--- START EXERCISE DATA ---

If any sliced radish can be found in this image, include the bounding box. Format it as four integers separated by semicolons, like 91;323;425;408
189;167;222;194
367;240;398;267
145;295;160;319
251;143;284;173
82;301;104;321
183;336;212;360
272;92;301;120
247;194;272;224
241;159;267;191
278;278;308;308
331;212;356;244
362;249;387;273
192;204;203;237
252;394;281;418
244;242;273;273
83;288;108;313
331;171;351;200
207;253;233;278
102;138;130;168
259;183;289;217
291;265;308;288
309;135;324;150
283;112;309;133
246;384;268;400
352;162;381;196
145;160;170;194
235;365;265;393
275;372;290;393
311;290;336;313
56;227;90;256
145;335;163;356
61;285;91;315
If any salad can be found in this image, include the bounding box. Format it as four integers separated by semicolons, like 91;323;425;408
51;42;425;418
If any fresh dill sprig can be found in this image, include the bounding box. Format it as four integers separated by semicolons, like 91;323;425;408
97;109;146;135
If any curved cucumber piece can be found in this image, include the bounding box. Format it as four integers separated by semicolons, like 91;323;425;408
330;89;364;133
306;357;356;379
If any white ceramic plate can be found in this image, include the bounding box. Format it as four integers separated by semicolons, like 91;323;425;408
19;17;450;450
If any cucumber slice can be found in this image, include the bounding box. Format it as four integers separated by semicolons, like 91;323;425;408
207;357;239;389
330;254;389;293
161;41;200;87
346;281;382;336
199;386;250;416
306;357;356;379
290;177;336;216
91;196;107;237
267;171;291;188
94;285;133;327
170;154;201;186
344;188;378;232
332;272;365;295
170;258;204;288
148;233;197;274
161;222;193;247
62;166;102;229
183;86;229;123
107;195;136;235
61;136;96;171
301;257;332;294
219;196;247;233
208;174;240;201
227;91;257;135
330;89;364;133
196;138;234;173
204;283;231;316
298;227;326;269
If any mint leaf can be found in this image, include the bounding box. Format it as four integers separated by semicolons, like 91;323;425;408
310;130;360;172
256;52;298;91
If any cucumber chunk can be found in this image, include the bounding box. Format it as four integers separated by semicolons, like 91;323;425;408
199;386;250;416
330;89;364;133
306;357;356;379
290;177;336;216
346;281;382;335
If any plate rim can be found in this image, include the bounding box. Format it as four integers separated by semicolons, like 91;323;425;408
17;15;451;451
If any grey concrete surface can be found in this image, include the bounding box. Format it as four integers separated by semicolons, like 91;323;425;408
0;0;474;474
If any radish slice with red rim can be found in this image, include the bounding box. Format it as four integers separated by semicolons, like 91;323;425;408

--- END EXERCISE DATA ---
--- START EXERCISE DATA ---

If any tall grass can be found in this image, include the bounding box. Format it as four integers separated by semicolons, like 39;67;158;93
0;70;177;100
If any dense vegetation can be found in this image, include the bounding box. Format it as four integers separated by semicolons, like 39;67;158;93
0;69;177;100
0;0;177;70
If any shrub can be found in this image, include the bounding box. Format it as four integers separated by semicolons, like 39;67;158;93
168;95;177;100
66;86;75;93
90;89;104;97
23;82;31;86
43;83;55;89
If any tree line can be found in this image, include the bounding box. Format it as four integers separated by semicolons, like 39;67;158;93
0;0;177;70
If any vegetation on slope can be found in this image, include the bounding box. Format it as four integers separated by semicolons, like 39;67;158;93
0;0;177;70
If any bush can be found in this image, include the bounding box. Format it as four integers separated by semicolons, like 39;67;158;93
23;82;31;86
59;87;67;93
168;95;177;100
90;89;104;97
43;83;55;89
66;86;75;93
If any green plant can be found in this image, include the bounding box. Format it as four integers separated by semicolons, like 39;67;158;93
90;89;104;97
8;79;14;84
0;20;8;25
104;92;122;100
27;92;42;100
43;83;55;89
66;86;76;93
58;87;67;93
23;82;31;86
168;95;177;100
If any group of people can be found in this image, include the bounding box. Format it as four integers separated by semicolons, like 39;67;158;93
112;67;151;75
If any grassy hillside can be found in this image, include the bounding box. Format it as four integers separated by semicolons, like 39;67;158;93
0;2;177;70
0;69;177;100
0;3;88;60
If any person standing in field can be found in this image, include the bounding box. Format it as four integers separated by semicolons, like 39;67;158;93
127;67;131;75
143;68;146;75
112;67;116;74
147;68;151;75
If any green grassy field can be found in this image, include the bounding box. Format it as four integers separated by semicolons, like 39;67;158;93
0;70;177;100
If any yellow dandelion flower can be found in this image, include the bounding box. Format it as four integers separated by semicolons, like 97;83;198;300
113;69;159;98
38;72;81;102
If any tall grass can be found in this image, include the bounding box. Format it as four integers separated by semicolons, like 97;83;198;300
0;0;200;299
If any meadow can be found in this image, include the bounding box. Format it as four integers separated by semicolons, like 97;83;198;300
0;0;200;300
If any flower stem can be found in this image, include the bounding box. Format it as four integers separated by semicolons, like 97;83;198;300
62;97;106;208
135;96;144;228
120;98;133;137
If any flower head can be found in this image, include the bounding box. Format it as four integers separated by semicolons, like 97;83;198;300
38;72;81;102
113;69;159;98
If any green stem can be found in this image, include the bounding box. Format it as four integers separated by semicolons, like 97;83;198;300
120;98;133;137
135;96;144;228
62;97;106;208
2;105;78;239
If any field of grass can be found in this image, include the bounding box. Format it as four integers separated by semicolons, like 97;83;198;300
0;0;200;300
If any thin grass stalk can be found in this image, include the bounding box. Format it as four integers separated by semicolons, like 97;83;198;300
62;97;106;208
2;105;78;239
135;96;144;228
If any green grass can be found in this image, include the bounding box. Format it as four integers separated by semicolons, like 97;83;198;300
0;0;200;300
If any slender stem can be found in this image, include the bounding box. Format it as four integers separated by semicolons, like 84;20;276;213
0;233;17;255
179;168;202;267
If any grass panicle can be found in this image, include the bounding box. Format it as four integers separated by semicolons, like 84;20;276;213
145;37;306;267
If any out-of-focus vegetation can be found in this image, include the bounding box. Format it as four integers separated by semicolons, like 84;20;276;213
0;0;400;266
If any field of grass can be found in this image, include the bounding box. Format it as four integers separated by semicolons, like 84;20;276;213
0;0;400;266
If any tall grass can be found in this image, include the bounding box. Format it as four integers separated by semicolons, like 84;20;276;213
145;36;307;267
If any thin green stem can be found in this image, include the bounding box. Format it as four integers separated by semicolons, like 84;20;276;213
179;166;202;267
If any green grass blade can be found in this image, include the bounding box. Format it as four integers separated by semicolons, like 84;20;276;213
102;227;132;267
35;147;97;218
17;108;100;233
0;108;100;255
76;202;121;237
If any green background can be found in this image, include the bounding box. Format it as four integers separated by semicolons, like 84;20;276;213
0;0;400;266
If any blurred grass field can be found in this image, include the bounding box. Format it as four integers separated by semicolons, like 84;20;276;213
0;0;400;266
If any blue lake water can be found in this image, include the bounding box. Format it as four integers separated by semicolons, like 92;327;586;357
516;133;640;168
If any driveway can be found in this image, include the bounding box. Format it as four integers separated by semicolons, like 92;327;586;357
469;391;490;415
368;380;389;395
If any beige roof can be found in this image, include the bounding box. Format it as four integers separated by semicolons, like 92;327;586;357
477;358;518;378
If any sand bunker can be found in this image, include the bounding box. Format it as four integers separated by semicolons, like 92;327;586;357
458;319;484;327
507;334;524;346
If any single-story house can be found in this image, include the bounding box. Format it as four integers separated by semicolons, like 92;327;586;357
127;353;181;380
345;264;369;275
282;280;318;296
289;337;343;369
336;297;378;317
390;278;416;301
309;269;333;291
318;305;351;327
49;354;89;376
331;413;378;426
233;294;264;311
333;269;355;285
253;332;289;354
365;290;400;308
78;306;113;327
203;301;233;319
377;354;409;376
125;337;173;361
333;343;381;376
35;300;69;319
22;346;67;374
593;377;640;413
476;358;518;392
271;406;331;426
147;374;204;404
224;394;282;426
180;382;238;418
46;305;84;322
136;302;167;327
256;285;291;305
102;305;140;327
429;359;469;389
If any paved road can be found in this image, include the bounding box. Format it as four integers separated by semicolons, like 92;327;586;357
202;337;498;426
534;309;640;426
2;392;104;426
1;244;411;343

--- END EXERCISE DATA ---
--- START EXERCISE DATA ---

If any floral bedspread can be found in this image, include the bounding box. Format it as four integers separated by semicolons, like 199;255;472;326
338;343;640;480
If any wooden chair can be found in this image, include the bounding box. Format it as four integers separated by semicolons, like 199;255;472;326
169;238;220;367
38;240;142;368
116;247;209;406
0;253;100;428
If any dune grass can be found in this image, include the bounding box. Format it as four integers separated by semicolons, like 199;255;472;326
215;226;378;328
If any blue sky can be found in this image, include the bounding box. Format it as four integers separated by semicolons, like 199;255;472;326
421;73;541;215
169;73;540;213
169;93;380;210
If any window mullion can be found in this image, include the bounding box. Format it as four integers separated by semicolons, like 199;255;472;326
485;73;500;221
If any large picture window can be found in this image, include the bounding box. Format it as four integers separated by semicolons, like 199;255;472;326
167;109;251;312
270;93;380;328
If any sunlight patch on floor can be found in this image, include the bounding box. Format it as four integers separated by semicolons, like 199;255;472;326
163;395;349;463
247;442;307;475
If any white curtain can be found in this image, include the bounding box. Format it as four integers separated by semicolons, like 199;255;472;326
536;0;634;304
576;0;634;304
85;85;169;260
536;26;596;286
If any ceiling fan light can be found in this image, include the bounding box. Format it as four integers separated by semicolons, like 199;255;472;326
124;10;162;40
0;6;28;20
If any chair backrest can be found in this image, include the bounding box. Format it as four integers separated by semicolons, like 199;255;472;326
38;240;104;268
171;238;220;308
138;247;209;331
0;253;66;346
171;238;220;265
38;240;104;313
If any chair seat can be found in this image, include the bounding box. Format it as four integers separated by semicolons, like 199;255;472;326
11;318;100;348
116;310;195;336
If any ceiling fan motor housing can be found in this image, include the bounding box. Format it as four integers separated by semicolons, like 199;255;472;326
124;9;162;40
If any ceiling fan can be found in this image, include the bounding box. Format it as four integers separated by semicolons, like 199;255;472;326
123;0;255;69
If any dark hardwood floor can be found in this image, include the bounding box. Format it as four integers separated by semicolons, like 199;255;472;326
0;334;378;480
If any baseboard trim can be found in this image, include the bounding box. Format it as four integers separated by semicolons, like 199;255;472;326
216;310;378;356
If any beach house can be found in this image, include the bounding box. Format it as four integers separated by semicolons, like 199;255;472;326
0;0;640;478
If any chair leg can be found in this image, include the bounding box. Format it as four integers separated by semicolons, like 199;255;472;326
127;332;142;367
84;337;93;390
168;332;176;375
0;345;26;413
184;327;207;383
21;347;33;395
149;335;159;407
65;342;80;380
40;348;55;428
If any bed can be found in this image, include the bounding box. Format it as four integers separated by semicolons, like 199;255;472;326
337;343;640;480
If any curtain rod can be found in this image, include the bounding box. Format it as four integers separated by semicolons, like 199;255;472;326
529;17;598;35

--- END EXERCISE DATA ---

EXERCISE TASK: Please rewrite the listing from the line containing "If any beige" through the line containing "507;334;524;346", putting "sand trap" in place of "sand bunker" and keeping everything else the same.

FINISHED TASK:
If any beige roof can be found in this image, include the bounding box. Format it as four integers separated by semicolons, like 92;327;586;357
477;358;518;378
If any sand trap can be found in this image, include the bounding box. Format it as four integers separated by semicolons, like 92;327;586;357
458;319;484;327
507;334;524;346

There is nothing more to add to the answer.